* _Texto dado_

Este Taller de Lectura lo organizan la Junta de Castilla y León (Consejería de Cultura), la Universidad de Alcalá (Vicerrectorado de Extensión Universitaria y Relaciones Institucionales) y la Universidad de Guadalajara, con motivo de la Feria Internacional del Libro (FIL) de Guadalajara, México, que tiene a Castilla y León como invitada de honor en 2010.




viernes, 22 de octubre de 2010

“EL LIBRO DE LAS FUNDACIONES” DE SANTA TERESA DE JESÚS. José Jiménez Lozano.

Santa Teresa de Jesús o “Santa Teresa de Ávila” es una figura que ya cruzaba las páginas de “Una hora de España”, porque realmente es una figura que resume en sí misma esa hora, a comenzar por un asunto que, sin embargo, queda hurtado en esa páginas azorinianas, y que está en el fondo de la realidad histórica de España: el asunto de las castas.

Teresa viene de judeo-conversos como Juan de la Cruz o Fray Luis de León o Luis Vives, pongamos por caso, y un hecho decisivo en su vida es que  el abuelo toledano de Teresa, su abuelo paterno, era un judeo-converso, reconciliado con otros muchos en virtud del edicto de gracia que se dio en el tiempo de la institución de la Inquisición en Toledo. Se llamó Juan Sánchez de Toledo, y su hijo, el padre de Teresa, que comenzó a llamarse Alonso de la Pina o Piña, concluyó por llamarse Alonso Sánchez de Cepeda, y casó en segundas nupcias con doña Beatriz de Ahumada, de tierras de Ávila.

La importancia de esta cuestión está en que Teresa es muy consciente de dónde viene su familia paterna y, por lo tanto ella misma, y el antijudaísmo del mundo en que vive, encarnado por el cristiano de casta limpia que no tiene entre sus antepasados ni moros ni judíos ni alguien que ejerciera oficio mecánico o vil. La seriedad de la fe cristiana importaba menos y el que descendía “ex illis”; esto es, de judíos, ya era para siempre “ganado roñoso y generación de afrenta que nunca se acaba” como decía el Maestro fray Luis de León. Porque cualquiera que tuviera esa ascendencia podía ser sospechoso en cualquier momento, y a partir de la publicación de los Estatutos de Limpieza dictados por el Cardenal Silíceo, no podría entrar en religión, en la universidad ni en cualquier institución política incluso.

Durante toda su vida, entonces, Teresa cuidaría bien de que no se mentase el tema de la sangre limpia, y ella misma nunca firmó Cepeda que era el apellido de su abuela paterna, luego adoptado por su padre, sino Ahumada, el de la familia materna. Y, por otro lado cuidando no rozar siquiera lo que podríamos llamar “cultemas judaicos”, o acciones u omisiones, hábitos y costumbres, comenzando por la alimentación, que pudieran ser interpretados como señal de mosaísmo o judaísmo, y eran muchos. Pongamos por caso: la posesión de una biblia por parte de una pretendiente al noviciado hace que Teresa la pida que no vaya; el arreglo que consigue entre sus hermanos para que el esposo de su hermana menor que es converso y de profesión asentador no la ejerza, porque es una profesión sospechosa; la advertencia que dirige a su propio hermano mayor que viene rico de “las Américas” y ha comprado a sus hijos unos "poneys", de que tal exhibición de riqueza puede recordar a algunos de dónde viene la familia. Y, sobre todo, su recomendación a sus monjas: “Dios libre a todas mis hijas de presumir de letradas. Nunca más le acaezca ni lo consienta”, y su continuo martilleo de que ella y sus monjas sólo son unas pobres mujeres que no saben más que hilar, y nada de letras en absoluto.

* _Tareas_
A. Según el texto sobre Santa Teresa de Jesús, ¿qué entidades organizan el Taller de Lectura? Enuméralas todas.
B. Retoma el texto sobre Santa Teresa de Jesús y sigue escribiéndolo a partir de su última oración.

* _Material proporcionado_
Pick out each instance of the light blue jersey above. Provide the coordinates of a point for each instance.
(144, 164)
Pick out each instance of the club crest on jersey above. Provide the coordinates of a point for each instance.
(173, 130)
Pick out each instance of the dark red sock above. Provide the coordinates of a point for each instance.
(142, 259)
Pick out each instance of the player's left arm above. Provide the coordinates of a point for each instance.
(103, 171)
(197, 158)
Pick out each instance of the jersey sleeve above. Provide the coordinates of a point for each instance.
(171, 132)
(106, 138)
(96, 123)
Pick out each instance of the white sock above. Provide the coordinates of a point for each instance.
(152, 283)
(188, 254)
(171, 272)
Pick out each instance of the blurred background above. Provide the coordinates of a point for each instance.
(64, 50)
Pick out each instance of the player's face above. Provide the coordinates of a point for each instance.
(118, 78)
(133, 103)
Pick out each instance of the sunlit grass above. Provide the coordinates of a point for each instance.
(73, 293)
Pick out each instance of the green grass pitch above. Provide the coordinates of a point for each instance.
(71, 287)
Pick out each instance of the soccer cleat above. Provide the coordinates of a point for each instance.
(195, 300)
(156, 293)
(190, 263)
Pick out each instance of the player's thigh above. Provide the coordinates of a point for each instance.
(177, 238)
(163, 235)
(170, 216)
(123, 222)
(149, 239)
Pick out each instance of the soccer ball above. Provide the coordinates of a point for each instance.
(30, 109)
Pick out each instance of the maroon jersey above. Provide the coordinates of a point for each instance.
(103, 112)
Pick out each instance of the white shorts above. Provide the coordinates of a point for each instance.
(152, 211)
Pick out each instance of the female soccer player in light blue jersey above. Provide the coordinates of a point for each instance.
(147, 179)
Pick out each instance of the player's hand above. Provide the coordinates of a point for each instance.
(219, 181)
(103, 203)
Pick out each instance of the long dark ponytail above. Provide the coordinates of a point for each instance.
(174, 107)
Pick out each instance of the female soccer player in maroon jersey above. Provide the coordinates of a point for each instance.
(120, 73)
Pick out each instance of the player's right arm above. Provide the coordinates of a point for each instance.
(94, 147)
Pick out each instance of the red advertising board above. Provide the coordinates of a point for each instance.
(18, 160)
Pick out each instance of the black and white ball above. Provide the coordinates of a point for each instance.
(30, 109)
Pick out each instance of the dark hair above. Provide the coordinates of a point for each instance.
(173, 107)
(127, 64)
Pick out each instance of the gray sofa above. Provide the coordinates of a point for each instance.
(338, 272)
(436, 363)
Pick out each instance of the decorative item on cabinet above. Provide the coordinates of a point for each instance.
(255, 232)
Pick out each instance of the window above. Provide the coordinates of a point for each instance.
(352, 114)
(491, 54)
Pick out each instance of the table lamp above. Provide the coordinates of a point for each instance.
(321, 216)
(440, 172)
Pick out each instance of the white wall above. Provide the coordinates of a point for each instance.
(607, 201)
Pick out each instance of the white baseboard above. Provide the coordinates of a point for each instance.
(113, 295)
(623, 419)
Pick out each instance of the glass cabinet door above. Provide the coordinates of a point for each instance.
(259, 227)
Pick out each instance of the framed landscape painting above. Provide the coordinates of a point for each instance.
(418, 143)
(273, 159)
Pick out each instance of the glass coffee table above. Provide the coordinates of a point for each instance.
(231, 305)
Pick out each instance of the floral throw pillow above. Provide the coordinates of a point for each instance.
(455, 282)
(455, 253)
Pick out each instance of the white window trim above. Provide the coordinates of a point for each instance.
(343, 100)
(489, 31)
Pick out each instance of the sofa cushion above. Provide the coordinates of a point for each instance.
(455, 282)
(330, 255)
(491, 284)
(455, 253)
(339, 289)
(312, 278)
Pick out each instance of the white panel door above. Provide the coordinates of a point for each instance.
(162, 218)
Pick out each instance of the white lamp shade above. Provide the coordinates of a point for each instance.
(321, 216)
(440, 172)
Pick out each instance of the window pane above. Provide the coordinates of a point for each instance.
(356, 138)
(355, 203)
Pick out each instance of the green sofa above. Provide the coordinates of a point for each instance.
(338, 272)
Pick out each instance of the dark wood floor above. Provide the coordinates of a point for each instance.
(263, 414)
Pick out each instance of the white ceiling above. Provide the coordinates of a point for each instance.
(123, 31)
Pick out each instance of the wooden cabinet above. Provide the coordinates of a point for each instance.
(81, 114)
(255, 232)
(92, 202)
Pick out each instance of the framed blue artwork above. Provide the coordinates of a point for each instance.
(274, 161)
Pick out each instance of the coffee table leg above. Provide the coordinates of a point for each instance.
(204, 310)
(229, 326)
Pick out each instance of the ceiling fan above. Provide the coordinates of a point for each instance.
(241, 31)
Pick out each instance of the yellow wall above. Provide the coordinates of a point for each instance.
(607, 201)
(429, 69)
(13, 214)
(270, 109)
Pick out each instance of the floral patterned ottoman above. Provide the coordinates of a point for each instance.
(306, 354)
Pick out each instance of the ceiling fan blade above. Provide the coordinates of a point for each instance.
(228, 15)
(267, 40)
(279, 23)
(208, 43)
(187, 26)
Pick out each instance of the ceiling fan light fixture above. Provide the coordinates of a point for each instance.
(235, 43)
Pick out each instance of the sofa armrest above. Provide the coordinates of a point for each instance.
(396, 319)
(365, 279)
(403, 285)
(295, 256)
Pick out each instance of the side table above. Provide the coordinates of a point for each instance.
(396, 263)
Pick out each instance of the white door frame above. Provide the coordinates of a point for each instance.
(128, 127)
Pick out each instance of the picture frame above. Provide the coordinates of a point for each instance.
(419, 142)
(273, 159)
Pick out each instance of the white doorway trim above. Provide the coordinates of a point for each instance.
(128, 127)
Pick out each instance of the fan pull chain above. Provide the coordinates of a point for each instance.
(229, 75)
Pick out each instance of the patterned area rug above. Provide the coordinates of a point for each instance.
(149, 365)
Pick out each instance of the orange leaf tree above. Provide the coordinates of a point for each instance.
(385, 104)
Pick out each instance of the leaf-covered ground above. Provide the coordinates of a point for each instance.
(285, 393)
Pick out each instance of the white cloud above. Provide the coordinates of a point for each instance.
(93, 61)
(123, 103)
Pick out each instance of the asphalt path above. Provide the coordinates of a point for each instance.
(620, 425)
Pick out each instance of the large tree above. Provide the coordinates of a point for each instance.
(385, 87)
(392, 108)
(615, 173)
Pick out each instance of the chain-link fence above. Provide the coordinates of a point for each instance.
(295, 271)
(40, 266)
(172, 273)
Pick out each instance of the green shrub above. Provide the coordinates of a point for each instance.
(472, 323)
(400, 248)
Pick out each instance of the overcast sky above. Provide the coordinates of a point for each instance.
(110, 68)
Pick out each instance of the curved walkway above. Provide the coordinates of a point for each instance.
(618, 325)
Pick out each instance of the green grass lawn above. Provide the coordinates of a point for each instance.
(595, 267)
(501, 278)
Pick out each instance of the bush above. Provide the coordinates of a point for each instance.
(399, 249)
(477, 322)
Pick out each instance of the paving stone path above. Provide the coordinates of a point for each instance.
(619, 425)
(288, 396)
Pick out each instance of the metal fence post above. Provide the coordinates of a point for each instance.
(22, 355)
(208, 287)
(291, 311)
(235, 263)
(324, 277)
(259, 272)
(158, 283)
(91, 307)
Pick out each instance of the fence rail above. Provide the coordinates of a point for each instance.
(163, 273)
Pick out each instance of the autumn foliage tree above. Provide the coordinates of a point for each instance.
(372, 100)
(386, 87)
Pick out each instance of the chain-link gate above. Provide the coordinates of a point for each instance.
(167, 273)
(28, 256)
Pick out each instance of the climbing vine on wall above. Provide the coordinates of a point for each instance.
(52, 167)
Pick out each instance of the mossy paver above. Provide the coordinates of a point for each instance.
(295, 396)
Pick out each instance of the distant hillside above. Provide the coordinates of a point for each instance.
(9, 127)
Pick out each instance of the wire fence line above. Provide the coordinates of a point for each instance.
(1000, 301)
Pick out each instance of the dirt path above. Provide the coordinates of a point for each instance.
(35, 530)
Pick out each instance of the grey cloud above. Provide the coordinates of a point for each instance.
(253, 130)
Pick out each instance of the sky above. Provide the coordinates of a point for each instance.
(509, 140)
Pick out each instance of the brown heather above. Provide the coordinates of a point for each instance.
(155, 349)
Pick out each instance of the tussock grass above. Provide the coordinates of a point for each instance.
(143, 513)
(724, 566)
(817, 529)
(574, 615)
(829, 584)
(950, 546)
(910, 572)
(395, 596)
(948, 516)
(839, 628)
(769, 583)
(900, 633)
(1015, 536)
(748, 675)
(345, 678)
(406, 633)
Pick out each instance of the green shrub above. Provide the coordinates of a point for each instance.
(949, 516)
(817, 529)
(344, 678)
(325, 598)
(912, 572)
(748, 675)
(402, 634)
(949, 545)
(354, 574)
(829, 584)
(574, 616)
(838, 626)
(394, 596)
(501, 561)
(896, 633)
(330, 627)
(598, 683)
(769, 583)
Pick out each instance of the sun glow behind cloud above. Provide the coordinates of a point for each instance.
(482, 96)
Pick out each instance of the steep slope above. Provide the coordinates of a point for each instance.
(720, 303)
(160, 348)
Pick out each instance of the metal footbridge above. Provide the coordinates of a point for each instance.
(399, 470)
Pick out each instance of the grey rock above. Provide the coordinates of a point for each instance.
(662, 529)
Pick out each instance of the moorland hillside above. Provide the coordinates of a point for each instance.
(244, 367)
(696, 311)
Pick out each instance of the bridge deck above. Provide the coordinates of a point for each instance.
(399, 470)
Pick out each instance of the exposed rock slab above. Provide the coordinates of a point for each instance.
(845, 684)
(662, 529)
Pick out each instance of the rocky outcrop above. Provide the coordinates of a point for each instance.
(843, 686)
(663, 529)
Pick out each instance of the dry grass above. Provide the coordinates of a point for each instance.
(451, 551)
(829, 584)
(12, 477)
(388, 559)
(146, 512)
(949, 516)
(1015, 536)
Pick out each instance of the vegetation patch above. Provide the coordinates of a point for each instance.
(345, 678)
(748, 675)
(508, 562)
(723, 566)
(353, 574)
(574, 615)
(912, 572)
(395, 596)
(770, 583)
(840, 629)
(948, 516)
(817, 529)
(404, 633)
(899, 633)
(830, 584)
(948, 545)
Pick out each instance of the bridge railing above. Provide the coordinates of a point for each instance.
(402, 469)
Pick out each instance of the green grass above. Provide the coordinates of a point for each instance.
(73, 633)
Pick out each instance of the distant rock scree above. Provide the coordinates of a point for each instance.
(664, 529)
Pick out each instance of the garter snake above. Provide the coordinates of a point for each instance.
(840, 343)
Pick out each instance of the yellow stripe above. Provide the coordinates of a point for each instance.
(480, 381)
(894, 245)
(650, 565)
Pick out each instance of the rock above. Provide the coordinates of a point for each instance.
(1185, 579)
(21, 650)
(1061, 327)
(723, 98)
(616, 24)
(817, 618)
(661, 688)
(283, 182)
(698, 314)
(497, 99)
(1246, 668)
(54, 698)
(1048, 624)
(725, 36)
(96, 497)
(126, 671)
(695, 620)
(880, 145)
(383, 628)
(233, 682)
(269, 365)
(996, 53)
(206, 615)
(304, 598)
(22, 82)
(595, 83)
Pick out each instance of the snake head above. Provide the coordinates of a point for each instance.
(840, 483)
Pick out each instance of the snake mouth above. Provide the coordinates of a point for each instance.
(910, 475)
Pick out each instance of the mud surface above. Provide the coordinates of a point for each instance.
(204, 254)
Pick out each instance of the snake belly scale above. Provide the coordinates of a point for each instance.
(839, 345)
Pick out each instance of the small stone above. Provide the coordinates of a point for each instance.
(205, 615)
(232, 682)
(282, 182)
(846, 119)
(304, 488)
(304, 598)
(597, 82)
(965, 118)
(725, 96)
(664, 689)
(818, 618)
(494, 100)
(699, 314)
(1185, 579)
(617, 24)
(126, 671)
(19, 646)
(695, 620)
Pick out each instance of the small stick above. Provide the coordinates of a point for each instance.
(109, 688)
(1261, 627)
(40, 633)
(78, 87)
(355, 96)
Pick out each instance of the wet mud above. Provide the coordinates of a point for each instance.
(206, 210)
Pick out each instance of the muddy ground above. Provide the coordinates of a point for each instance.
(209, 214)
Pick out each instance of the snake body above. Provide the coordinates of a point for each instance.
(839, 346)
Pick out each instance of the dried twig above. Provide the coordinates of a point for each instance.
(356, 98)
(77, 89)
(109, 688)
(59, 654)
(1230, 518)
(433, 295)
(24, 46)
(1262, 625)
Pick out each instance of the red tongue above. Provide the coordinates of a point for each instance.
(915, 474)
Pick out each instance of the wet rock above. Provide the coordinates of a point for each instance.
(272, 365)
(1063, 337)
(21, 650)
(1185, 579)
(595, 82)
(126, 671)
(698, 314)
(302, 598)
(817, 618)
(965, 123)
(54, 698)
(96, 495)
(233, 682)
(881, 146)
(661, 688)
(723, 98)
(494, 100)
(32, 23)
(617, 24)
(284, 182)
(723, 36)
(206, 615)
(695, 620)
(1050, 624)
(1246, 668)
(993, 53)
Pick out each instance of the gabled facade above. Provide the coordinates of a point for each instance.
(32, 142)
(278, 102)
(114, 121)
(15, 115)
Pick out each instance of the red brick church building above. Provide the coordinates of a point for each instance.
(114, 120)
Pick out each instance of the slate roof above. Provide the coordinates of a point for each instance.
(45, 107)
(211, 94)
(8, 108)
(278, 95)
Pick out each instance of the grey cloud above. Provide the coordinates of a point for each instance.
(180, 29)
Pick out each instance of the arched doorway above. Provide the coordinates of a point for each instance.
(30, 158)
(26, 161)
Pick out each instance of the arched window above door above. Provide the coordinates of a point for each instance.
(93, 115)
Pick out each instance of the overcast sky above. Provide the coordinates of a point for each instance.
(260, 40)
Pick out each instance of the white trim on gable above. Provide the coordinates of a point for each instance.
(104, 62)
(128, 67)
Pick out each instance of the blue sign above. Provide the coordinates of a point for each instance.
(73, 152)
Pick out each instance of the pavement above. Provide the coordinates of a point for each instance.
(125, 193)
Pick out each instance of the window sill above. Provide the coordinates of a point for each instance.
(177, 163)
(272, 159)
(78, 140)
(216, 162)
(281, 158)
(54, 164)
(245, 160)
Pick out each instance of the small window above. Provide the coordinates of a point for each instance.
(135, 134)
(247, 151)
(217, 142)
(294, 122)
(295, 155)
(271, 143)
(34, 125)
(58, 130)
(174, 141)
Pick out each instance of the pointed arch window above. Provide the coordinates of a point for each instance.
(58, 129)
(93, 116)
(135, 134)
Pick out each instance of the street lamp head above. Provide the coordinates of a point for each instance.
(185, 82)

* _Respuestas esperadas_
A.
- La Junta de Castilla y León (Consejería de Cultura)
- La Universidad de Alcalá (Vicerrectorado de Extensión Universitaria y Relaciones Institucionales)
- La Universidad de Guadalajara

B.
Refrán del tiempo era, desde luego “ni judío lerdo ni liebre perezosa”, lo que funcionaba perfectamente como sospecha tal como ocurrió, por poner un ejemplo, en el caso del hebraísta Martín Martínez de Cantalapiedra, compañero de cátedra en Salamanca del Maestro fray Luis de León, hijo del boticario de un pueblo cercano del que llevaba el nombre y sobre quien un acusador ante los inquisidores decía no podían ser sino judíos y de los del Corrillo de Valladolid, según eran de agudos o inteligentes y estudiosos los hijos del boticario y en concreto este profesor de lenguas semíticas. Aunque el simple leer y cavilar era peligroso; Cervantes, en dos pinceladas dio en el “quid” de este asunto, en su entremés de “Los alcaldes de Daganzo”. Uno de los candidatos, que se llama Humillos, es preguntado si sabe leer y responde: “No por cierto que es cosa que lleva a los hombres al brasero y a las mujeres a la casa llana”. Es decir en el primer caso a la Inquisición y en el segundo a un prostíbulo.

Teresa tenía que estar al tanto de estos estereotipos, y tratar de no topar con ellos por necios que fuesen, o porque lo eran precisamente, para proteger sus conventillos que tanto la costaban en levantar, y en los que muchas de sus monjas llevaban sangre judía. Y, además, porque la reforma para una mayor observancia de una regla dura no agradaba a nadie; y, desde el principio, cuando en la propia Ávila anunció la reforma,  dice la propia Teresa que se alborotó el Concejo y también se alborotaron otras muchas gentes, y tanto, que parecía que habían entrado moros en la ciudad.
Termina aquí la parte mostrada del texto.